Retype the rows starting at the line that contains "as point(437, 529)." and ending at the line that contains "point(152, 182)", both lines included, without changing a character.

Dataset records —
- - - - -
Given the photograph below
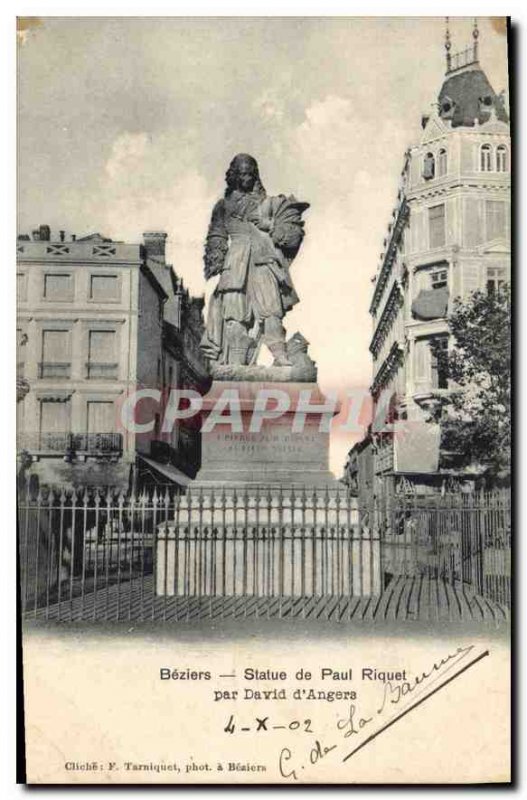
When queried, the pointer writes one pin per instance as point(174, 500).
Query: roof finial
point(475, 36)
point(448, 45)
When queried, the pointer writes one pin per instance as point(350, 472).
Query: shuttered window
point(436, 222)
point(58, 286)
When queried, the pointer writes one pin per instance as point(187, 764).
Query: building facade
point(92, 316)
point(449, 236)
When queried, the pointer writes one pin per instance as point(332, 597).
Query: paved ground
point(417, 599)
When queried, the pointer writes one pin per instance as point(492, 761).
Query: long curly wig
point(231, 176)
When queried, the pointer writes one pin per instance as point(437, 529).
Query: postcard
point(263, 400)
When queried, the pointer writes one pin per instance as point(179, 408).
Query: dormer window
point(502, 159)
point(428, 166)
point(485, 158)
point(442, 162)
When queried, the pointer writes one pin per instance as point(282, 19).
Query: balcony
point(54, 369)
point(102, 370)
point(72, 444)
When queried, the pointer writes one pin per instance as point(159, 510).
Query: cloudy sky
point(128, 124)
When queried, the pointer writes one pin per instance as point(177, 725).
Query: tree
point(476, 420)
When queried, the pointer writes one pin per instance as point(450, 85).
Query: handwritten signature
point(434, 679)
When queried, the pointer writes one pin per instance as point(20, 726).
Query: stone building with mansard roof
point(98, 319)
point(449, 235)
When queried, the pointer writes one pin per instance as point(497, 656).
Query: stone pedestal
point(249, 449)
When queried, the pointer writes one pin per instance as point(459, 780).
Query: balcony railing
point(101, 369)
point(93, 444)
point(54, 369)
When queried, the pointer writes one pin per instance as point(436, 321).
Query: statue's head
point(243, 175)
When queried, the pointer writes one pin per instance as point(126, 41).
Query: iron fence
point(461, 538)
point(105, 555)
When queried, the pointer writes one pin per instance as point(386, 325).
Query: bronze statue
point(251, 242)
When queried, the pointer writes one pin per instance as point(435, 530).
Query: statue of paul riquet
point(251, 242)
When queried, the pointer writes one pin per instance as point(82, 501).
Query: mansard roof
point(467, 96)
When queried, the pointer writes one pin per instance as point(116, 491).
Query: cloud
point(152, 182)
- - - - -
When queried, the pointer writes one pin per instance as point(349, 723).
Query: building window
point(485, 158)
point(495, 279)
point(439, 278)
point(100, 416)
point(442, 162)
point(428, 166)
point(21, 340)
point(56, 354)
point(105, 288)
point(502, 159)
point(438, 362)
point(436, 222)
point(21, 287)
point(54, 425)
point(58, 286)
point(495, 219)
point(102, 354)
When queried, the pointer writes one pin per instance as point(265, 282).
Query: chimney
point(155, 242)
- - - - -
Output for this task —
When queried, the pointer writes one pin per instance as point(437, 529).
Query: postcard
point(263, 400)
When queried, the pointer writes one pin per instance as point(179, 408).
Query: dormer window
point(502, 159)
point(428, 166)
point(485, 158)
point(442, 162)
When queried, the pointer writes one pin per instance as point(282, 19).
Query: balcony
point(54, 369)
point(102, 370)
point(72, 444)
When queried, the pointer writes one pin per instance as point(159, 510).
Query: cloudy sky
point(128, 124)
When queried, the pointer writes one pin per instance as point(177, 725).
Query: tree
point(476, 420)
When queried, the pointer writes one pin per instance as point(450, 85).
Query: handwritten signature
point(434, 679)
When queried, the pointer writes one pin per instance as point(20, 726).
Query: stone building with mansard roof
point(98, 319)
point(449, 235)
When queried, the pointer writes one pin per instance as point(497, 656).
Query: stone pedestal
point(249, 449)
When queried, the pointer writes one pin per instance as point(459, 780).
Query: balcony railing
point(101, 369)
point(93, 444)
point(54, 369)
When queried, the pointer writes one pin per instance as point(436, 321).
Query: statue's head
point(243, 175)
When queried, the pointer writes one pin per instance as point(126, 41).
Query: iron fence
point(461, 538)
point(105, 555)
When queried, the pointer writes one pin per instance as point(386, 325).
Query: bronze statue
point(251, 242)
When queried, the pointer writes one pin per instance as point(435, 530).
Query: statue of paul riquet
point(251, 242)
When queried, the pointer writes one pin per instance as point(82, 501).
Query: mansard roof
point(467, 96)
When queried, the pointer writes one pin per instance as point(116, 491).
Query: cloud
point(152, 182)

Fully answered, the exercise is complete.